= The task =
The response should consist of every line below, unchanged.

----

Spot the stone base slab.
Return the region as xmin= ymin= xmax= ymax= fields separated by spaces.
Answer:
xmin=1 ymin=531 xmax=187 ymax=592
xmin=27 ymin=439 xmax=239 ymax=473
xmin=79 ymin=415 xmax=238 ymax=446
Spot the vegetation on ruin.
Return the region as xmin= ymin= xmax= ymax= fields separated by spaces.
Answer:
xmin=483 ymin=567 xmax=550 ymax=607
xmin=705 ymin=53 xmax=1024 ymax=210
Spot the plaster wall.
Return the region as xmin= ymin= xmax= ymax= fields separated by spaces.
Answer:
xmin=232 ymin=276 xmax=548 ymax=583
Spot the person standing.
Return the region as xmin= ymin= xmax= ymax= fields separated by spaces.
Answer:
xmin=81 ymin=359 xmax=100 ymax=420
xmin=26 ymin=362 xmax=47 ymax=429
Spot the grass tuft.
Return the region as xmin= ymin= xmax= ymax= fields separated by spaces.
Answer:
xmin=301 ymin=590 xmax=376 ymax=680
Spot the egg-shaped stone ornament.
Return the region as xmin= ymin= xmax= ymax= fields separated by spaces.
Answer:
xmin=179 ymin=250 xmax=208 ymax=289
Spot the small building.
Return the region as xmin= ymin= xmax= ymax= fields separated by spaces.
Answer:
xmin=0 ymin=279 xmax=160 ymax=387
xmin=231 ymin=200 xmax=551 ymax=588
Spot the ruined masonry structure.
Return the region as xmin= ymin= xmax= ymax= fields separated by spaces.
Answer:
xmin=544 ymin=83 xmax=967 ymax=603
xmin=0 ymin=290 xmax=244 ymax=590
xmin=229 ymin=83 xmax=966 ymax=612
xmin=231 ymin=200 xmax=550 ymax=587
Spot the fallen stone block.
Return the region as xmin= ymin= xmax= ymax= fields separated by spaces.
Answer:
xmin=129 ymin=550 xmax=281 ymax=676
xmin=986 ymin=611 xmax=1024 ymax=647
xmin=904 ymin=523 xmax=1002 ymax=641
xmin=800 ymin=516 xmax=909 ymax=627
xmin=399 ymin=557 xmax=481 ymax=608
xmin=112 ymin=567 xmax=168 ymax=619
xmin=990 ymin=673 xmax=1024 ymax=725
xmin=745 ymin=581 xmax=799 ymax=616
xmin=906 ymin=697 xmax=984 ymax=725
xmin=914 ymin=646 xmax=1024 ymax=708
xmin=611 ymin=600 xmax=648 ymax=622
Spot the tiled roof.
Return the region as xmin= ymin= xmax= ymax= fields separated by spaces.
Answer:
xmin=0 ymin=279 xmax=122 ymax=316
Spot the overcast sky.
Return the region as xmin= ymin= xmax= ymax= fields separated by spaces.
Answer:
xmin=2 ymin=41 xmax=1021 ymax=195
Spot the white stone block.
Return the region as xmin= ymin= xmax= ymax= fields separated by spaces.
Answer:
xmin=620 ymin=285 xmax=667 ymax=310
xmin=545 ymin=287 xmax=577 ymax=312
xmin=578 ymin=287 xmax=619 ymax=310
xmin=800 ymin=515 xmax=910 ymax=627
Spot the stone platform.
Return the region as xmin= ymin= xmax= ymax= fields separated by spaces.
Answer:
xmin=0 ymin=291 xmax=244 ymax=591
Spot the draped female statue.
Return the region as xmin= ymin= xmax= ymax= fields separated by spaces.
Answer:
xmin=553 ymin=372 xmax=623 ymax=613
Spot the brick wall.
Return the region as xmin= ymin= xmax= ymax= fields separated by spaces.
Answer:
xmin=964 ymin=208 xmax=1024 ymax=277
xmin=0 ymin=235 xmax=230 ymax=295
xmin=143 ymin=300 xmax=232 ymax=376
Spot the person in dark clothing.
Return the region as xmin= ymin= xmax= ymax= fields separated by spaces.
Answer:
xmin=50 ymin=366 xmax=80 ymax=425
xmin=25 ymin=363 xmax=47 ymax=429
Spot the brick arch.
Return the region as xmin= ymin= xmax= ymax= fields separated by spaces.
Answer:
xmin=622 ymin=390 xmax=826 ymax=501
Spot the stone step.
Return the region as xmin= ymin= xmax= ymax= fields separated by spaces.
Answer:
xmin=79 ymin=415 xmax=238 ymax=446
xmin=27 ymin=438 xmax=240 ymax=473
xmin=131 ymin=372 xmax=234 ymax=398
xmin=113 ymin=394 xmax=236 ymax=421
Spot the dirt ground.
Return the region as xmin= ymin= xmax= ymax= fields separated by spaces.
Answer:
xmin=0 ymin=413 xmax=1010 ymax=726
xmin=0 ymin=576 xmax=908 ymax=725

----

= Output of the task =
Spot the stone base slab.
Return the region as xmin= ymin= xmax= ymax= fields separated by spaces.
Answer:
xmin=1 ymin=531 xmax=187 ymax=592
xmin=27 ymin=439 xmax=239 ymax=473
xmin=79 ymin=415 xmax=238 ymax=446
Spot the vegetation on ruin.
Return the region as xmin= ymin= xmax= ymax= fields separated by spaces.
Answer:
xmin=483 ymin=567 xmax=550 ymax=607
xmin=705 ymin=53 xmax=1024 ymax=210
Spot the plaster wall.
Return the region as xmin= ymin= xmax= ymax= fields separated by spaces.
Answer:
xmin=232 ymin=276 xmax=548 ymax=583
Spot the person standing.
Return the region as xmin= ymin= xmax= ymax= fields separated by spaces.
Answer:
xmin=81 ymin=359 xmax=100 ymax=420
xmin=26 ymin=362 xmax=47 ymax=429
Spot the grass tuft.
Return the region as xmin= ymin= xmax= ymax= fields separated by spaces.
Answer:
xmin=301 ymin=590 xmax=376 ymax=680
Spot the egg-shaped stone ornament.
Return the region as xmin= ymin= xmax= ymax= fields separated by spaces.
Answer:
xmin=179 ymin=250 xmax=208 ymax=289
Spot the small building.
Return the region as xmin= ymin= xmax= ymax= fields separated by spaces.
Answer:
xmin=0 ymin=279 xmax=160 ymax=387
xmin=231 ymin=200 xmax=551 ymax=588
Spot the ruined masonry structure.
Return the region as xmin= ymin= xmax= ymax= fields separated by spaces.
Answer:
xmin=544 ymin=83 xmax=967 ymax=603
xmin=0 ymin=290 xmax=244 ymax=590
xmin=229 ymin=83 xmax=966 ymax=612
xmin=231 ymin=200 xmax=550 ymax=587
Spot the fallen stone block.
Return the region as xmin= ymin= xmax= ymax= fields separated by spaces.
Answer:
xmin=129 ymin=550 xmax=281 ymax=676
xmin=986 ymin=611 xmax=1024 ymax=647
xmin=904 ymin=523 xmax=1002 ymax=641
xmin=800 ymin=516 xmax=909 ymax=627
xmin=399 ymin=557 xmax=481 ymax=608
xmin=112 ymin=567 xmax=168 ymax=619
xmin=990 ymin=673 xmax=1024 ymax=725
xmin=745 ymin=581 xmax=799 ymax=616
xmin=906 ymin=697 xmax=984 ymax=725
xmin=914 ymin=646 xmax=1024 ymax=708
xmin=611 ymin=600 xmax=648 ymax=622
Spot the tiled roof.
Return the region as xmin= ymin= xmax= ymax= fields separated by spaces.
Answer:
xmin=0 ymin=279 xmax=122 ymax=316
Spot the overcast sky.
Return the region as xmin= ymin= xmax= ymax= fields separated by spaces.
Answer:
xmin=2 ymin=41 xmax=1021 ymax=195
Spot the white stone block.
Return the region as xmin= ymin= xmax= ymax= fields separated by spaces.
Answer:
xmin=620 ymin=285 xmax=667 ymax=310
xmin=545 ymin=287 xmax=577 ymax=312
xmin=578 ymin=287 xmax=619 ymax=310
xmin=800 ymin=515 xmax=910 ymax=627
Spot the stone platform.
Return the region as xmin= ymin= xmax= ymax= fields separated by spaces.
Answer:
xmin=0 ymin=291 xmax=244 ymax=591
Spot the draped female statue.
Return the region as xmin= ymin= xmax= ymax= fields separated by spaces.
Answer:
xmin=553 ymin=372 xmax=623 ymax=613
Spot the brick wall.
Return the region as xmin= ymin= xmax= ymax= fields separated by spaces.
Answer:
xmin=964 ymin=208 xmax=1024 ymax=277
xmin=0 ymin=235 xmax=230 ymax=295
xmin=143 ymin=300 xmax=232 ymax=376
Spot the person in dark clothing.
Return the region as xmin= ymin= xmax= ymax= fields separated by spaces.
Answer:
xmin=50 ymin=366 xmax=80 ymax=425
xmin=25 ymin=363 xmax=47 ymax=429
Spot the brick arch.
Return the region as xmin= ymin= xmax= ymax= fields separated by spaces.
Answer:
xmin=622 ymin=390 xmax=826 ymax=501
Spot the stone step.
Return the region as xmin= ymin= xmax= ymax= fields separated by spaces.
Answer:
xmin=79 ymin=415 xmax=238 ymax=446
xmin=27 ymin=438 xmax=240 ymax=473
xmin=131 ymin=372 xmax=234 ymax=398
xmin=113 ymin=394 xmax=236 ymax=421
Spot the dirt ground.
Return the region as xmin= ymin= xmax= ymax= fields separated by spaces.
Answer:
xmin=0 ymin=413 xmax=1010 ymax=726
xmin=0 ymin=576 xmax=908 ymax=725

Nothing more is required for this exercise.